Material de origem ::
#####

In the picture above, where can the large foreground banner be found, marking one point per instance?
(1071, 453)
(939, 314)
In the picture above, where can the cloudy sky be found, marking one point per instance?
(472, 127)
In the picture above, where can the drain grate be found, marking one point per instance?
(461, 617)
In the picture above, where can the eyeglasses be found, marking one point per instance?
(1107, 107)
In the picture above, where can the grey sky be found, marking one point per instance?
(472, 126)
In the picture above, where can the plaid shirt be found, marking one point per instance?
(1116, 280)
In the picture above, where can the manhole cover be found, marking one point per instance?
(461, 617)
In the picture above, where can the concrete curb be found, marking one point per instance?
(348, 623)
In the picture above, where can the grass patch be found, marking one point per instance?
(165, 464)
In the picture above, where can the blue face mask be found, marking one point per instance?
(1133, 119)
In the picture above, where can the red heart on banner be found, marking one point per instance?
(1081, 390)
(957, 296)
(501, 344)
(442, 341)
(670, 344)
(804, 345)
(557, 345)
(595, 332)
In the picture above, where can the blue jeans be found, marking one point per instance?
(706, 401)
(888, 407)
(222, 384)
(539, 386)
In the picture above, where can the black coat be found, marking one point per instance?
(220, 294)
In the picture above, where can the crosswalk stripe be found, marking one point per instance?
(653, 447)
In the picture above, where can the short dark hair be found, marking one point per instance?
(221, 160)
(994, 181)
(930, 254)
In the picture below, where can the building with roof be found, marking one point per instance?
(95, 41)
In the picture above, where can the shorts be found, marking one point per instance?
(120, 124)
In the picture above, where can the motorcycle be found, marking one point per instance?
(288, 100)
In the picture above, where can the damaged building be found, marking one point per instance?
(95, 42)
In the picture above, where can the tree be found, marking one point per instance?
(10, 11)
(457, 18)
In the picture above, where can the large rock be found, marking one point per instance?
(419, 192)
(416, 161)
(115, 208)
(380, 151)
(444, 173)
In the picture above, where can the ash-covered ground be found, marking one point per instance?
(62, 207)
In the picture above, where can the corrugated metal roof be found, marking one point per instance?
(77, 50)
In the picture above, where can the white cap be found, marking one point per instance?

#####

O que fazer :: Apresente todas as linhas do material acima como uma lista JSON de strings, uma string para cada linha, deixando de fora as linhas em branco.

Solução abaixo ::
[
  "In the picture above, where can the large foreground banner be found, marking one point per instance?",
  "(1071, 453)",
  "(939, 314)",
  "In the picture above, where can the cloudy sky be found, marking one point per instance?",
  "(472, 127)",
  "In the picture above, where can the drain grate be found, marking one point per instance?",
  "(461, 617)",
  "In the picture above, where can the eyeglasses be found, marking one point per instance?",
  "(1107, 107)",
  "In the picture above, where can the grey sky be found, marking one point per instance?",
  "(472, 126)",
  "In the picture above, where can the plaid shirt be found, marking one point per instance?",
  "(1116, 280)",
  "In the picture above, where can the manhole cover be found, marking one point per instance?",
  "(461, 617)",
  "In the picture above, where can the concrete curb be found, marking one point per instance?",
  "(348, 623)",
  "In the picture above, where can the grass patch be found, marking one point per instance?",
  "(165, 464)",
  "In the picture above, where can the blue face mask be found, marking one point per instance?",
  "(1133, 119)",
  "In the picture above, where can the red heart on banner be found, marking one point per instance?",
  "(1081, 390)",
  "(957, 296)",
  "(501, 344)",
  "(442, 341)",
  "(670, 344)",
  "(804, 345)",
  "(557, 345)",
  "(595, 332)",
  "In the picture above, where can the blue jeans be found, marking one point per instance?",
  "(706, 401)",
  "(888, 407)",
  "(222, 384)",
  "(539, 386)",
  "In the picture above, where can the black coat be found, marking one point per instance?",
  "(220, 294)",
  "In the picture above, where can the crosswalk stripe be found, marking one point per instance?",
  "(653, 447)",
  "In the picture above, where can the short dark hair be found, marking one point per instance?",
  "(221, 160)",
  "(994, 181)",
  "(930, 254)",
  "In the picture below, where can the building with roof be found, marking one point per instance?",
  "(95, 41)",
  "In the picture above, where can the shorts be found, marking one point per instance?",
  "(120, 124)",
  "In the picture above, where can the motorcycle be found, marking one point per instance?",
  "(288, 100)",
  "In the picture above, where can the damaged building be found, marking one point per instance?",
  "(95, 42)",
  "In the picture above, where can the tree be found, marking one point per instance?",
  "(10, 11)",
  "(457, 18)",
  "In the picture above, where can the large rock be found, marking one point per instance?",
  "(419, 192)",
  "(416, 161)",
  "(115, 208)",
  "(380, 151)",
  "(444, 173)",
  "In the picture above, where can the ash-covered ground be found, marking one point per instance?",
  "(62, 207)",
  "In the picture above, where can the corrugated metal roof be found, marking one point per instance?",
  "(77, 50)",
  "In the picture above, where can the white cap be found, marking one point per instance?"
]